━━━ Extracted records ━━━
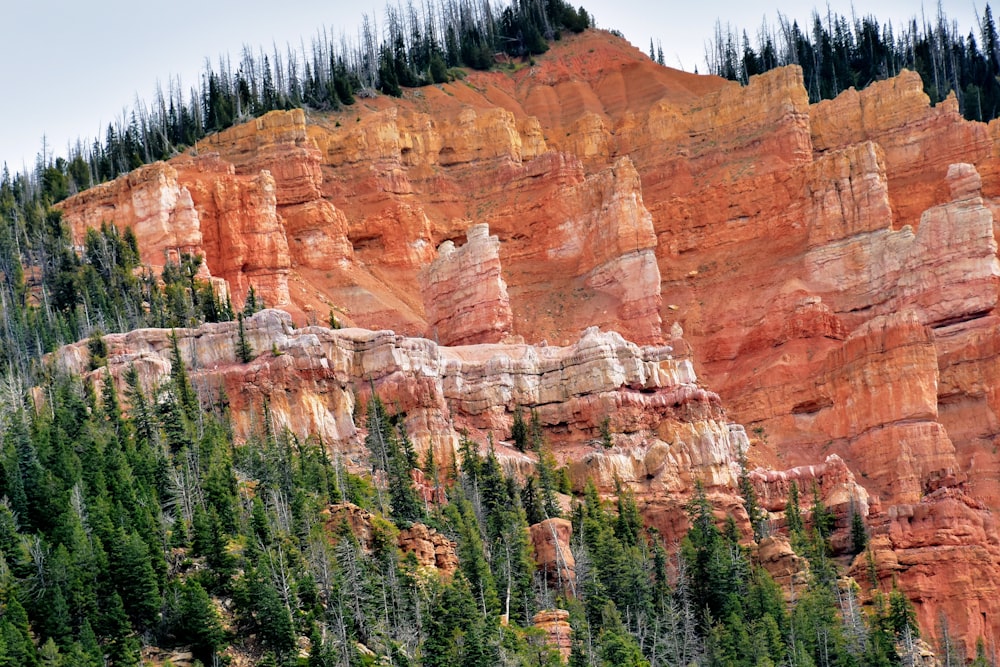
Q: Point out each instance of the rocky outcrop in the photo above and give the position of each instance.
(553, 555)
(942, 551)
(152, 202)
(430, 549)
(465, 296)
(788, 569)
(833, 268)
(312, 378)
━━━
Extract every line of text from the material above word for word, leaving out the pictures.

Q: Point out each instance of the rocky outcrop in the photo above and give the position of each instance.
(553, 555)
(942, 551)
(152, 202)
(430, 549)
(465, 296)
(788, 569)
(833, 268)
(312, 378)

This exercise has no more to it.